● SET TASK
Scale the records from the line containing "Each instance of the <item>moss covered" through the end of the records, both ends included, by repeating those lines with their requests and multiplying every coordinate in the outlines by 1.5. Round each result to a whole number, with halves rounded up, and reproduce only those lines.

● SUPPLIED INFORMATION

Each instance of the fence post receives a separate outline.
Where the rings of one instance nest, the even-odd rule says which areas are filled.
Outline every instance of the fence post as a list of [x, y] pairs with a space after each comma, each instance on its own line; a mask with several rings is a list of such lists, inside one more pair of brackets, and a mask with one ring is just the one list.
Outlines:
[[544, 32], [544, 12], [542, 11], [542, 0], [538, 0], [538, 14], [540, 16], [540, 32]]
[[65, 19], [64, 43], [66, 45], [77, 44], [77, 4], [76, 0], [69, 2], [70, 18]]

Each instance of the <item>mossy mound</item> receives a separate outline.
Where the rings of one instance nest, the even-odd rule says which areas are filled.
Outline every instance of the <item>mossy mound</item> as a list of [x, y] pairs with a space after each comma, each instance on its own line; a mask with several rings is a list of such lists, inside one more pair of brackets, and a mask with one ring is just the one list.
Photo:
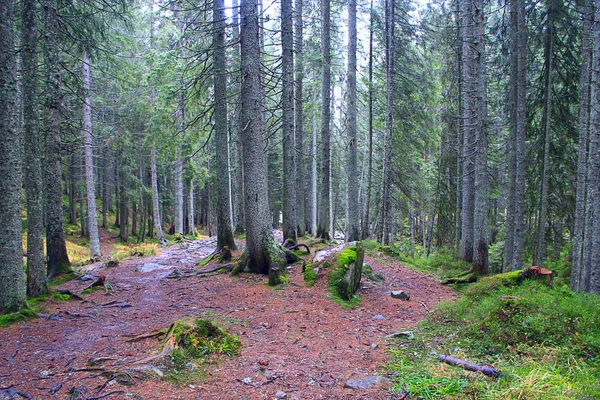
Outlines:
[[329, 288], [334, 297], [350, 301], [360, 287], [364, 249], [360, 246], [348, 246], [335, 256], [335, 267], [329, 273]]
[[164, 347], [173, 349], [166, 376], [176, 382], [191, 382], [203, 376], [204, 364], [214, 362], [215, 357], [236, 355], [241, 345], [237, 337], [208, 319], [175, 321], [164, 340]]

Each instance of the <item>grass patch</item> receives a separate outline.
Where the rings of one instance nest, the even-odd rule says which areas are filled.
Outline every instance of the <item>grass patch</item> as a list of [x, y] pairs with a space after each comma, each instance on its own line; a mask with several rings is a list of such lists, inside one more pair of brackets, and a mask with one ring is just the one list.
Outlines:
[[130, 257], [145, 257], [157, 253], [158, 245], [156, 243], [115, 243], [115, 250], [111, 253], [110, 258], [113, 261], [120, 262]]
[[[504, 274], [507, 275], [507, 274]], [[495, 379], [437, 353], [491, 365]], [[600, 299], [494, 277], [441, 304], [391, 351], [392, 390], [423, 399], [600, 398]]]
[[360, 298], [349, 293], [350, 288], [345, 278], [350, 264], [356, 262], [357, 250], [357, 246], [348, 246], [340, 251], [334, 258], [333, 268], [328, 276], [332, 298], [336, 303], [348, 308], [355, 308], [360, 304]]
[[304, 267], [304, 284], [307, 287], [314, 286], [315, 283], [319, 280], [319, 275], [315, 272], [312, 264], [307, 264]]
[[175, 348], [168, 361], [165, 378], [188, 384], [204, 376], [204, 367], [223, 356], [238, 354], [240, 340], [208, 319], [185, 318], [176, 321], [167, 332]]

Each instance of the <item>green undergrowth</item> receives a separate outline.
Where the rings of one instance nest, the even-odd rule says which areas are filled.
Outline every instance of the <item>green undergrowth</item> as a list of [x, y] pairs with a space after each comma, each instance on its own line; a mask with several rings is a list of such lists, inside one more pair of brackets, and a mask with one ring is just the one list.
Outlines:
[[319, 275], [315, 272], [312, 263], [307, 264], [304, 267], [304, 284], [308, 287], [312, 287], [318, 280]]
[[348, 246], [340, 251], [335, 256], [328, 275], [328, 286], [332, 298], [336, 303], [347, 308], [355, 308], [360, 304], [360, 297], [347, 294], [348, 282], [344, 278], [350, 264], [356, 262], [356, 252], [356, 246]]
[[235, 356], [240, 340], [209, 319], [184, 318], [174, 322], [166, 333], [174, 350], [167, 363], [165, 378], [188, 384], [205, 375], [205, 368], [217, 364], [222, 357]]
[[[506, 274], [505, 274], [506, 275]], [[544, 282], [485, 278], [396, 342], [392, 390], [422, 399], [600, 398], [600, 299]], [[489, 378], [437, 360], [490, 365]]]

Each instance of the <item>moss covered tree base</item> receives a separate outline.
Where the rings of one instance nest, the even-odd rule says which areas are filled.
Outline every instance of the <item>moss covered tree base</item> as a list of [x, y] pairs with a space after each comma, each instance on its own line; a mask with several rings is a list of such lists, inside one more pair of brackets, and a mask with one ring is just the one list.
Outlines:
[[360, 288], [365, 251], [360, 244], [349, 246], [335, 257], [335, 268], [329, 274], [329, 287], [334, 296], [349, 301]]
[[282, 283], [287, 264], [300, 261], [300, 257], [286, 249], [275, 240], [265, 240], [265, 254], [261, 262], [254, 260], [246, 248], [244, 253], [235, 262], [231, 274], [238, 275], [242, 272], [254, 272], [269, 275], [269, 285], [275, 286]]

● IN RESPONSE
Each instance of the <item>moss covered tree base</item> receives a separate outline.
Where the rings of one instance nest, the even-odd rule says which areas are filled.
Outline every instance of the <item>moss covered tree base</item> as a list of [x, y] pairs with a space after each comma, each instance on its own line; a mask with several rings is a list of such lists, inside one more pair of brackets, and a mask with one ring is just the one list.
Outlines:
[[540, 432], [548, 377], [540, 366], [524, 369], [503, 386], [503, 402], [494, 411], [494, 431], [501, 444], [524, 452]]
[[423, 425], [431, 396], [450, 392], [450, 386], [429, 374], [413, 360], [398, 360], [398, 381], [392, 393], [381, 390], [369, 372], [366, 380], [353, 393], [347, 411], [357, 413], [363, 408], [381, 408], [404, 413], [404, 428], [413, 429]]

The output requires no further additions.